** Begin Available data **

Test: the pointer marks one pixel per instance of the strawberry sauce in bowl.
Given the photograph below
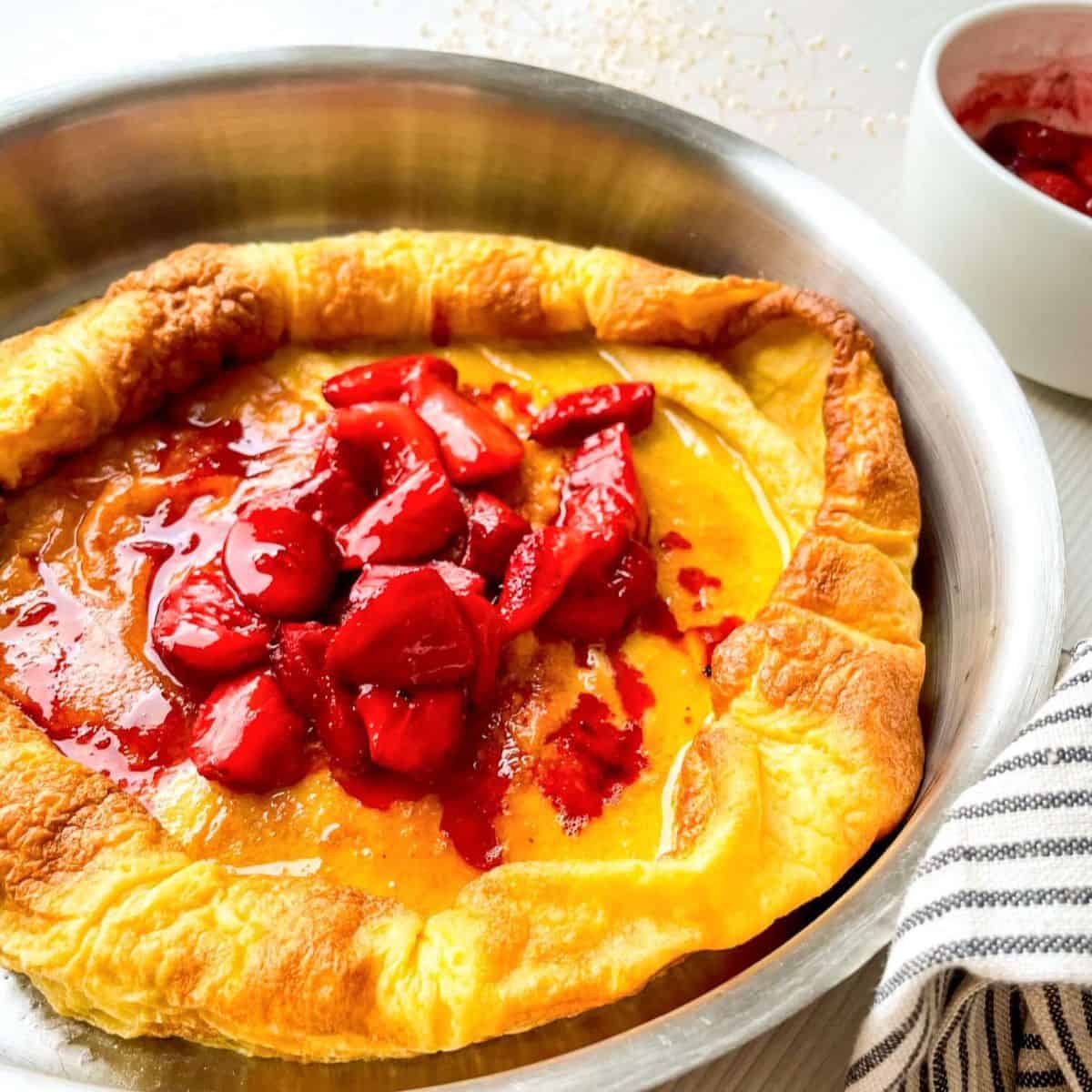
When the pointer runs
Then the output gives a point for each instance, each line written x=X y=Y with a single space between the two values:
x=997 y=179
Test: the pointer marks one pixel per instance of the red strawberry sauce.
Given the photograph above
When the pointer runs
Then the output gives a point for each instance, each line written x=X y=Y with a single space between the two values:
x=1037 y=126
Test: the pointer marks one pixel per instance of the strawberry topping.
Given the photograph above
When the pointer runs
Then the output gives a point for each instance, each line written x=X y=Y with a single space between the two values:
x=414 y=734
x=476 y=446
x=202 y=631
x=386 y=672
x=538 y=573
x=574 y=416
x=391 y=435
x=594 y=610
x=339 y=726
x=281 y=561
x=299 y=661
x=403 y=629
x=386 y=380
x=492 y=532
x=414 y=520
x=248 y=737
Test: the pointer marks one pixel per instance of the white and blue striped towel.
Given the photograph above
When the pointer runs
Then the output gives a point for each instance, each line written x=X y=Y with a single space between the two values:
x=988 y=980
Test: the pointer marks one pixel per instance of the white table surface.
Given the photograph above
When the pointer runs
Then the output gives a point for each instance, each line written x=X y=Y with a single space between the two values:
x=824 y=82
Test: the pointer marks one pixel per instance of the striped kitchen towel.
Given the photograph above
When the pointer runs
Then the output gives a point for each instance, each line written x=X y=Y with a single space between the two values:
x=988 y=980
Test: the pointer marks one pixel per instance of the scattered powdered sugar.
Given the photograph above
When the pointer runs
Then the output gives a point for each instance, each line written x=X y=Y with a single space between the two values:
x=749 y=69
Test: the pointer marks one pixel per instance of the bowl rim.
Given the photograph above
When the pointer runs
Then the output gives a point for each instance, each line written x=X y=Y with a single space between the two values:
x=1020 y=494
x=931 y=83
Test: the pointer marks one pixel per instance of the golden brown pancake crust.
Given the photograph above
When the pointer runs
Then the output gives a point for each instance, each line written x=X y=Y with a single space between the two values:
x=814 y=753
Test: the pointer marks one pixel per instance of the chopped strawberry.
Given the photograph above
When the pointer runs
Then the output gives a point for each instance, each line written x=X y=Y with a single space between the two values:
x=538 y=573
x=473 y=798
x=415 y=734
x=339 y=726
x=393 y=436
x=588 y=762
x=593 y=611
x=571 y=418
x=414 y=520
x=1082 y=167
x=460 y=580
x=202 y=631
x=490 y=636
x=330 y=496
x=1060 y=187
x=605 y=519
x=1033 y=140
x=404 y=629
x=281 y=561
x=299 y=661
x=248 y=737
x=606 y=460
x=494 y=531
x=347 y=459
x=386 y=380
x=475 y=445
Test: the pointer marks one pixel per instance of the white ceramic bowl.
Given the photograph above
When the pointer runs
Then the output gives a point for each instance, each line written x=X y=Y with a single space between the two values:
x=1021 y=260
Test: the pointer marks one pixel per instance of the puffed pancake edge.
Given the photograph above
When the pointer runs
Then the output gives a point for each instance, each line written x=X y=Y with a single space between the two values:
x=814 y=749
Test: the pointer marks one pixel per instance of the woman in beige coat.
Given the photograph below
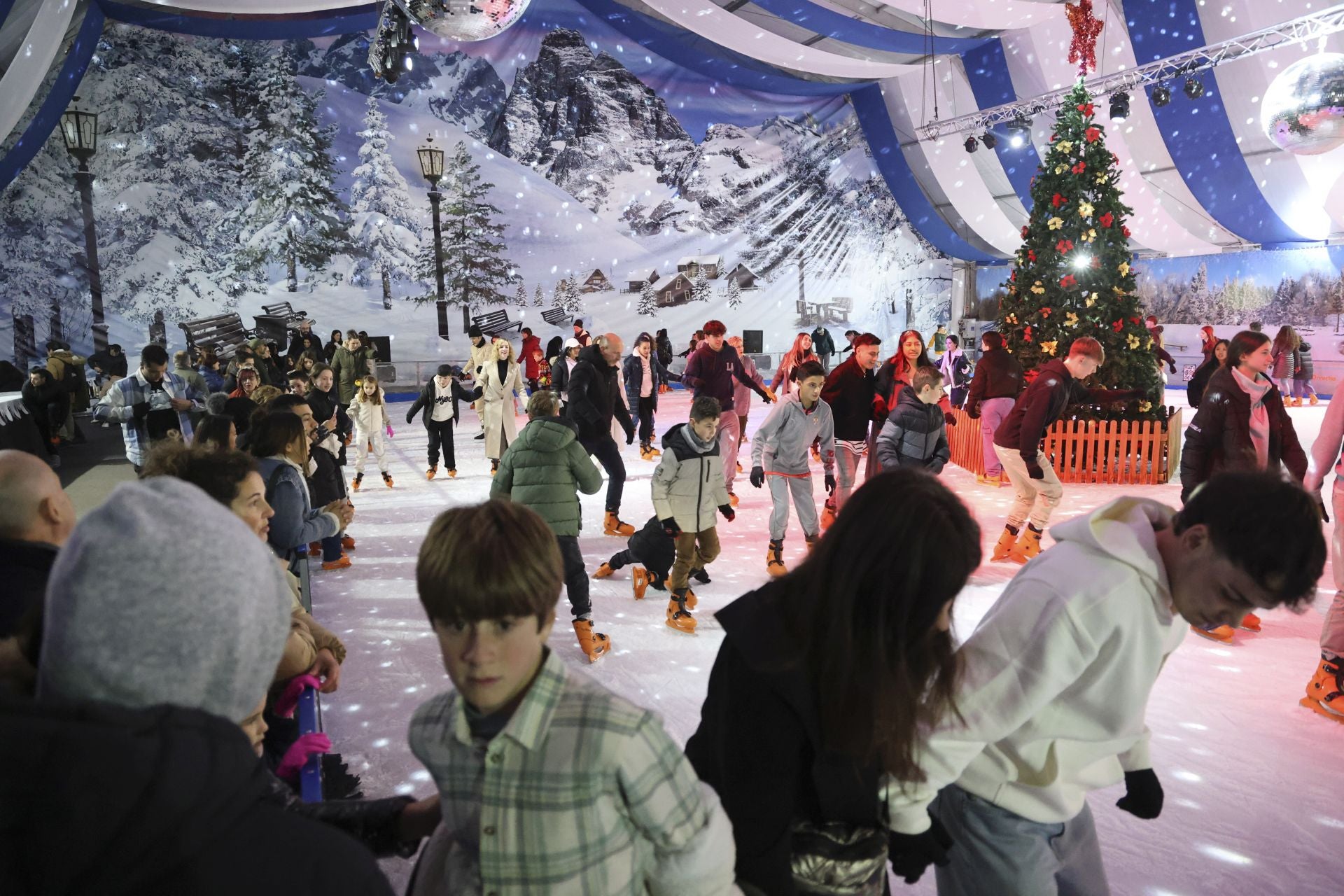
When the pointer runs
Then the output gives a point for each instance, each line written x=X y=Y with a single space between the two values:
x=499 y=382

** End Available data **

What is asked: Rewrite all of the material above, changing every "photograph" to "image" and keeping everything else the same. Leave the pictures out of your version.

The reply:
Test: the pointer marks one pixel per instance of the strawberry sauce in bowl.
Given the image below
When the pointer runs
Then the output gives a point for each instance, each line written x=X y=Y with a single space between the two values:
x=997 y=179
Test: the pointer marks one pixel per instance of the red strawberry sauce.
Given the image above
When the pointer runs
Then the output gives a point for each instance, each line written x=X y=Y with a single space between the two values:
x=1037 y=126
Test: the pointer marks one pixel per instance of the strawberry topping.
Given the image above
When the pointer runs
Then the output gives a point for each instance, each line written x=X y=Y with a single space between the two values:
x=414 y=734
x=476 y=446
x=202 y=631
x=386 y=672
x=538 y=573
x=574 y=416
x=391 y=435
x=594 y=610
x=339 y=726
x=281 y=561
x=299 y=661
x=403 y=629
x=386 y=380
x=492 y=532
x=414 y=520
x=248 y=737
Test: the pointer marks one pixel per instance of the white and blue striped towel.
Given the image above
When the pointer runs
Then the output gives a point for each instance, each line written x=X y=Y with a single space between the two values:
x=988 y=980
Test: the pointer marks one pixel per instance of the white table surface.
Given the image above
When the pointer runs
Then the output gives a point for each instance, each line written x=X y=Y with a single space between the two values:
x=824 y=82
Test: the pointer marks one pixel per instance of the striped kitchen towel.
Given the image above
When the pointer runs
Then the output gives a point for each instance, each line written x=X y=Y with a single space between the two values:
x=988 y=980
Test: the pointer marks one pixel per instance of the scattered powdered sugar.
Given the image above
When the pointer runs
Then the output gives a point for each instance, each line written x=X y=Y with a single space between the two values:
x=749 y=69
Test: the pointer marks one pixel per instance of the bowl rim.
Given the image above
When the pointer runs
Then the output gives a point for each instance, each line written x=X y=Y with a single space between the two values:
x=1020 y=494
x=931 y=83
Test: the pointer marks one pixel per instance of the golden brown pancake crust.
Given the image above
When the pointer runs
Then the output gives a point for each instance, each line written x=X y=Y with a single space between the two values:
x=814 y=753
Test: the pointer marks one pixel per instance of the chopped strawberry.
Given the image above
When the pointer runs
Then the output gives a point for each instance, each line written x=X y=Y with a single space between the two values:
x=538 y=573
x=473 y=798
x=415 y=734
x=339 y=726
x=393 y=436
x=588 y=762
x=593 y=611
x=571 y=418
x=414 y=520
x=1082 y=167
x=460 y=580
x=202 y=631
x=490 y=636
x=330 y=496
x=1060 y=187
x=605 y=519
x=1033 y=140
x=404 y=629
x=281 y=561
x=299 y=661
x=248 y=737
x=606 y=460
x=494 y=531
x=347 y=459
x=386 y=380
x=475 y=445
Test: the pointer marks one pixel per instance of the white ceramic bowl.
Given the image above
When the pointer runs
Then the output gives a point for each instance, each line written x=X y=Y with a single space between the two values:
x=1021 y=260
Test: the pointer marks one pixel per instance of the puffed pancake edge.
Given the image above
When the pointer runs
Then the output gives a point for each instance, each line written x=X y=Y with a single space between the two values:
x=814 y=749
Test: the pointer marks one pixel per instance of the woman in beige coat.
Given the image below
When the pointer runs
Then the output gives a point for each instance, each line written x=X y=Y with a single space between the two values:
x=499 y=382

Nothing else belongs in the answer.